What you are asked to do — Identify each line in the entries below that contains the string "blurred" and copy every such line in full.

-- start Stored records --

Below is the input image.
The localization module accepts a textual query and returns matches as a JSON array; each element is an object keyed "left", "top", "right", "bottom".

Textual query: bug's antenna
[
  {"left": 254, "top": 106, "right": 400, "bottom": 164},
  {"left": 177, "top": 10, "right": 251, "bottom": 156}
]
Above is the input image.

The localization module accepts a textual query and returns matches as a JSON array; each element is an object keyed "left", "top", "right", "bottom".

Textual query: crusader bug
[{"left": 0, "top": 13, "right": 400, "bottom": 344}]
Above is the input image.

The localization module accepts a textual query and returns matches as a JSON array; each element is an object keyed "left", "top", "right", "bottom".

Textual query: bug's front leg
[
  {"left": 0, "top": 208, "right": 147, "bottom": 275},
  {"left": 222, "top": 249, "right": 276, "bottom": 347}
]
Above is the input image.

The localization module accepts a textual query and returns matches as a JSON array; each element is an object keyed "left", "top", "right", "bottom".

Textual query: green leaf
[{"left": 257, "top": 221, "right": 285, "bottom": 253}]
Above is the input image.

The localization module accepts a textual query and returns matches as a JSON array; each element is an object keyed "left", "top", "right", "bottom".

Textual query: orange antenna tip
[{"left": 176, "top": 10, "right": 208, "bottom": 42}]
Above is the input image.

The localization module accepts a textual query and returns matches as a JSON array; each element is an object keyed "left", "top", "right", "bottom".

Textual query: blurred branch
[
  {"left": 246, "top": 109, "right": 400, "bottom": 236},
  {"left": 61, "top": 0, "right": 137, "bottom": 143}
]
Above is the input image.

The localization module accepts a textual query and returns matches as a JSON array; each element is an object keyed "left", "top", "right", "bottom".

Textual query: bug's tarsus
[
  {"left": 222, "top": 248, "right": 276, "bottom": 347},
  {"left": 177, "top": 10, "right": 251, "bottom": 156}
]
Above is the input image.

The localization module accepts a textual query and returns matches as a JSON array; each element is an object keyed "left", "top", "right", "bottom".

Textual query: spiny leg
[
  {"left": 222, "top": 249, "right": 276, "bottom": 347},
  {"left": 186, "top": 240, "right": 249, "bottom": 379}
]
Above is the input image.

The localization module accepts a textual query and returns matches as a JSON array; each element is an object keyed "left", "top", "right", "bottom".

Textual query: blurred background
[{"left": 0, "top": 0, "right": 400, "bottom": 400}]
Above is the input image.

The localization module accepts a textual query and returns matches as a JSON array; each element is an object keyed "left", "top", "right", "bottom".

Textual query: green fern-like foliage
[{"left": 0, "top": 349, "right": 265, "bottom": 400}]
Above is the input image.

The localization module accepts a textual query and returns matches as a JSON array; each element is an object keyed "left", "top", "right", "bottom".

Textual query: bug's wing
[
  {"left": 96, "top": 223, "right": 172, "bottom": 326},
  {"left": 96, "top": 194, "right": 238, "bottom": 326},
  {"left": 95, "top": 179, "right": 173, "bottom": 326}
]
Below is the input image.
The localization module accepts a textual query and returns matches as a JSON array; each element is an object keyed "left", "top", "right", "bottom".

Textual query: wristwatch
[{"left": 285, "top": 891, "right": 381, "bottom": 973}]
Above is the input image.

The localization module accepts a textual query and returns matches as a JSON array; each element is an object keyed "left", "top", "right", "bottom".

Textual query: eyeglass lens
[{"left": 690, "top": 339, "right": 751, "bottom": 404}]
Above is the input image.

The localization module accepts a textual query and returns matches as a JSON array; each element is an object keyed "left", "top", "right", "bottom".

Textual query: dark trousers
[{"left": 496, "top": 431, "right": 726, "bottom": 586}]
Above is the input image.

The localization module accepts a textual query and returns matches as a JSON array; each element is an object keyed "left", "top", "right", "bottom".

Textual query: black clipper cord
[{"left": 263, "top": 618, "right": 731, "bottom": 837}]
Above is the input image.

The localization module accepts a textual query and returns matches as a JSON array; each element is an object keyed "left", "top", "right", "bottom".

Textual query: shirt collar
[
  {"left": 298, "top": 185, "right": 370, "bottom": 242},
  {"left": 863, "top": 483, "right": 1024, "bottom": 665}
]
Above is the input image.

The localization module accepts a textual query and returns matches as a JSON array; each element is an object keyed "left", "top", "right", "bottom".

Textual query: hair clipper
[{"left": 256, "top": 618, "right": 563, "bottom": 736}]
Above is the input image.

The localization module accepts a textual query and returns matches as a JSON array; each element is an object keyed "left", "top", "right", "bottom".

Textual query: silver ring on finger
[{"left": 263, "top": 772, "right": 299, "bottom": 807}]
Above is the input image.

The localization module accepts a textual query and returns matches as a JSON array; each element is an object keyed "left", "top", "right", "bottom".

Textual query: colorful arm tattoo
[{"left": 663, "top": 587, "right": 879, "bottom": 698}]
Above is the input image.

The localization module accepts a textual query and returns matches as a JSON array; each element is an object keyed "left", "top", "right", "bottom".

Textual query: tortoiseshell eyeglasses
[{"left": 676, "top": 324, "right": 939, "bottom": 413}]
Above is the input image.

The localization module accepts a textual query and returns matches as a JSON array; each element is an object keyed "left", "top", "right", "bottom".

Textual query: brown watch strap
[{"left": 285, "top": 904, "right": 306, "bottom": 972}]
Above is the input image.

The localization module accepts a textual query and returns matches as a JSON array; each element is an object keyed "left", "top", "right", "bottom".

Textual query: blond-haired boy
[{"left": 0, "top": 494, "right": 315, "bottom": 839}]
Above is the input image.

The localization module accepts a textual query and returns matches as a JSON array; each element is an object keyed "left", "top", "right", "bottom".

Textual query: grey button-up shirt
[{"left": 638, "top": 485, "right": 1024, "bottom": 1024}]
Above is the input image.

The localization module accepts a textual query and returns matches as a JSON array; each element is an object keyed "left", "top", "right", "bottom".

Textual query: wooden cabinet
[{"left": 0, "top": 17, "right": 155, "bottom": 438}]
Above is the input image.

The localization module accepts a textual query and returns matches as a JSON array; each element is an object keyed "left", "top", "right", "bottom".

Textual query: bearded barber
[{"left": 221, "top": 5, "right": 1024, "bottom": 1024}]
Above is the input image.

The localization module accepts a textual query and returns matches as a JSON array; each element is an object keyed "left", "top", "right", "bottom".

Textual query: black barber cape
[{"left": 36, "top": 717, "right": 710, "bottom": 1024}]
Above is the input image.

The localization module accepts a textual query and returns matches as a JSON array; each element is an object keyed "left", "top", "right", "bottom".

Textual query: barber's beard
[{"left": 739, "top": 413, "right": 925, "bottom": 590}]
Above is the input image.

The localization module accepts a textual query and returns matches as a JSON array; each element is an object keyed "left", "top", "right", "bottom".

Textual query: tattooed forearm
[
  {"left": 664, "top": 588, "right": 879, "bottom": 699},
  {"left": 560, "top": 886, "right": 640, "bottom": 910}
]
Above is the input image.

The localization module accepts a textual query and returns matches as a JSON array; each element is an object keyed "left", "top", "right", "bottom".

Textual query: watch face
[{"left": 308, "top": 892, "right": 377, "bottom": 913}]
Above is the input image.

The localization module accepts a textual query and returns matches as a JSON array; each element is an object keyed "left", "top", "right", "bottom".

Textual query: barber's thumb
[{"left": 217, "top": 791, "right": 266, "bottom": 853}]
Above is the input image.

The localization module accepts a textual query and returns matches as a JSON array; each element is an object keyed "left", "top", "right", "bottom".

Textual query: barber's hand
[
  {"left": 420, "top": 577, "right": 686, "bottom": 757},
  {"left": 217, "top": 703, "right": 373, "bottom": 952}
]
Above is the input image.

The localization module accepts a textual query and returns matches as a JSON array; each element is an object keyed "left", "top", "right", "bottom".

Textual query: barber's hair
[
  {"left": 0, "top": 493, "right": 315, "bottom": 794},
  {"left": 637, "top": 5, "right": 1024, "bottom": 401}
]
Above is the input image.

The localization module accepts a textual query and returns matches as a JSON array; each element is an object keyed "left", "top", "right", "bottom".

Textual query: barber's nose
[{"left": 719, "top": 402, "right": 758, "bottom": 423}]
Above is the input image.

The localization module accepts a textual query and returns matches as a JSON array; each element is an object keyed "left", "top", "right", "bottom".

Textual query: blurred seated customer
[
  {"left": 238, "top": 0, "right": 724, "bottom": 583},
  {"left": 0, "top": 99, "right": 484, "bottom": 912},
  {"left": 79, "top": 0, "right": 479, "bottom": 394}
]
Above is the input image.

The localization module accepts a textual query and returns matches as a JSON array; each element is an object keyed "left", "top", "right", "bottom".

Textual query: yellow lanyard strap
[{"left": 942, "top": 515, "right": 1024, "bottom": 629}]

-- end Stored records --

Solution for this task —
Textual query: blurred branch
Textual query: blurred background
Textual query: blurred seated customer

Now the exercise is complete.